**Set problem:** Render every line of the listing below as a JSON array of strings, with each line as its own string and blank lines omitted.

**Supplied data:**
╔══

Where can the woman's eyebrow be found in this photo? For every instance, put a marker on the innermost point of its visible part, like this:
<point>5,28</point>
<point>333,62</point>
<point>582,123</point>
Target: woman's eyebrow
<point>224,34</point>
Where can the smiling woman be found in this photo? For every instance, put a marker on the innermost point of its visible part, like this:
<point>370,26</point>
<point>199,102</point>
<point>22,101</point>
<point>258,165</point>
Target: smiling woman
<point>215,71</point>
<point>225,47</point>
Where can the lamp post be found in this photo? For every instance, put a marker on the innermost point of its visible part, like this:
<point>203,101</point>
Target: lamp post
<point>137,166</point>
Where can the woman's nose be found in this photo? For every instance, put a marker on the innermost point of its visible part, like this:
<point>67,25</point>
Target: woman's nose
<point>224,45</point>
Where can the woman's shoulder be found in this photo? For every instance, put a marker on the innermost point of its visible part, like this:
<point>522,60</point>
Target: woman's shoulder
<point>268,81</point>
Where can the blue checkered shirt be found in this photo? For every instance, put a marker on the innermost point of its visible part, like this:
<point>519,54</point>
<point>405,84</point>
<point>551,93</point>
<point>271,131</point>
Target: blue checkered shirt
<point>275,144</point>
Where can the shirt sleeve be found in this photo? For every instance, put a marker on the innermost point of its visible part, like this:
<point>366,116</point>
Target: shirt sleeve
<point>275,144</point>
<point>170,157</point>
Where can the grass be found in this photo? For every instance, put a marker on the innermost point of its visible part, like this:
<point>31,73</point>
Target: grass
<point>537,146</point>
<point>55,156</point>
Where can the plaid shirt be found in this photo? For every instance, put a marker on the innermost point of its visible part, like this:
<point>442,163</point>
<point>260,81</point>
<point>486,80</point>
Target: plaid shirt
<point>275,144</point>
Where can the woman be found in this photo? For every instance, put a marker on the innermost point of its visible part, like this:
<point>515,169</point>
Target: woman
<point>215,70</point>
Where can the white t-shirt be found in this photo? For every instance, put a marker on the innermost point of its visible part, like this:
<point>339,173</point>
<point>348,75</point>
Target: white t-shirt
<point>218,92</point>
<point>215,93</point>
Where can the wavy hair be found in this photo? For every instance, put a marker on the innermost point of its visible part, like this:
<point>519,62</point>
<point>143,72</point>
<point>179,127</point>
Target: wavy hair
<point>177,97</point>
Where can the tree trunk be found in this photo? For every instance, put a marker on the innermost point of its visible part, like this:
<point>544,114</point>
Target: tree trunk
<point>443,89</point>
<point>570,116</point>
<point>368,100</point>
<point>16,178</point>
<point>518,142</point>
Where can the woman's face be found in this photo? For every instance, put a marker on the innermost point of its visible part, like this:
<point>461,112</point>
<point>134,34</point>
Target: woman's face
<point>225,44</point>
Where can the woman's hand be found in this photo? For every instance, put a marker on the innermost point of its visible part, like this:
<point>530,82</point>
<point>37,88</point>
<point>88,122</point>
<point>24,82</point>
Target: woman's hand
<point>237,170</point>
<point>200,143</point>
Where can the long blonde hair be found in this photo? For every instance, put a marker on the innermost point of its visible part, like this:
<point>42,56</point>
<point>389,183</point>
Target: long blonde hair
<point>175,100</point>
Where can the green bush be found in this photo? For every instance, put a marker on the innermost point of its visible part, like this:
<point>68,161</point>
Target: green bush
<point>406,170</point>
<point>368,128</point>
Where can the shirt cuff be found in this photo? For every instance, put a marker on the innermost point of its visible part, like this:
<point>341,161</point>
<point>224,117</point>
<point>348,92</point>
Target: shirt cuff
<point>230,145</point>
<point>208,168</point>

╚══

**Correct response:**
[
  "Where can the woman's eyebrow be found in this photo? For every instance, put a marker on the innermost point of its visible part, like this:",
  "<point>5,28</point>",
  "<point>333,62</point>",
  "<point>582,123</point>",
  "Target: woman's eyebrow",
  "<point>224,34</point>",
  "Where can the smiling woman be found in this photo? For every instance, put a marker on the innermost point of its visible part, like this:",
  "<point>370,26</point>",
  "<point>199,102</point>",
  "<point>22,101</point>",
  "<point>258,165</point>",
  "Target: smiling woman",
  "<point>215,71</point>",
  "<point>225,47</point>",
  "Where can the lamp post be found in this photo? For every instance, put a marker on the innermost point of its visible part, like this:",
  "<point>203,101</point>",
  "Target: lamp post",
  "<point>137,166</point>",
  "Where can the woman's nose be found in this photo? For every instance, put a marker on the innermost point of its visible part, like this:",
  "<point>67,25</point>",
  "Target: woman's nose",
  "<point>224,45</point>",
  "Where can the woman's shoulder be found in this photo? For every instance, put a marker on the innermost point of its visible part, like this:",
  "<point>522,60</point>",
  "Target: woman's shoulder",
  "<point>268,81</point>",
  "Where can the blue checkered shirt be found in this photo? For every instance, put a marker on the innermost point of its visible part, like this:",
  "<point>519,54</point>",
  "<point>405,84</point>",
  "<point>551,93</point>",
  "<point>271,131</point>",
  "Target: blue checkered shirt",
  "<point>275,144</point>",
  "Where can the shirt sleeve be found in this photo? For every instance, put a marker on the innermost point of its visible part, like this:",
  "<point>366,116</point>",
  "Target: shirt sleeve",
  "<point>275,144</point>",
  "<point>170,157</point>",
  "Where can the grass be found in this photo? For every instance, put a marker on the innermost point of its visible part, like this:",
  "<point>31,73</point>",
  "Target: grass",
  "<point>537,146</point>",
  "<point>55,156</point>",
  "Where can the plaid shirt be found in this photo? For every instance, put a marker on the innermost point of its visible part, like this:",
  "<point>442,163</point>",
  "<point>260,81</point>",
  "<point>486,80</point>",
  "Target: plaid shirt",
  "<point>275,144</point>",
  "Where can the woman be found in this photo? For every instance, put a marker on the innermost point of its visible part, like this:",
  "<point>515,169</point>",
  "Target: woman",
  "<point>215,70</point>",
  "Where can the white t-shirt be found in this photo? For every instance, put a marker on the innermost point of its visible part, like this:",
  "<point>339,173</point>",
  "<point>348,75</point>",
  "Target: white t-shirt",
  "<point>218,92</point>",
  "<point>215,93</point>",
  "Where can the wavy hair be found in this photo? For every instance, put a marker on the innermost point of its visible part, like this:",
  "<point>519,62</point>",
  "<point>143,72</point>",
  "<point>179,127</point>",
  "Target: wavy hair",
  "<point>177,97</point>",
  "Where can the tree trunk be found in this photo? For every instance, put a marker on the innermost point of its visible part, like this:",
  "<point>544,114</point>",
  "Target: tree trunk",
  "<point>443,89</point>",
  "<point>570,116</point>",
  "<point>368,100</point>",
  "<point>16,178</point>",
  "<point>518,142</point>",
  "Where can the woman's face be found in this photo? For every instance, put a marker on the innermost point of its visible part, like this:",
  "<point>461,112</point>",
  "<point>134,34</point>",
  "Target: woman's face",
  "<point>225,44</point>",
  "Where can the woman's hand be found in this photo? For every instance, put a marker on the innermost point of its visible part, like this:",
  "<point>530,82</point>",
  "<point>37,88</point>",
  "<point>88,122</point>",
  "<point>24,82</point>",
  "Target: woman's hand",
  "<point>237,170</point>",
  "<point>200,143</point>",
  "Where can the long blonde hair be found in this photo? For every instance, put a marker on the innermost point of its visible part, like this:",
  "<point>42,56</point>",
  "<point>389,183</point>",
  "Target: long blonde hair",
  "<point>175,100</point>",
  "Where can the green bush be found in this photo? For every instance, put a marker on the innermost point of its visible part, like this:",
  "<point>68,161</point>",
  "Target: green bush",
  "<point>406,170</point>",
  "<point>368,128</point>",
  "Where can the shirt cuff be found in this photo? For every instance, put a marker on the innermost point of its visible part, like this:",
  "<point>341,161</point>",
  "<point>224,117</point>",
  "<point>348,92</point>",
  "Target: shirt cuff",
  "<point>230,145</point>",
  "<point>208,168</point>"
]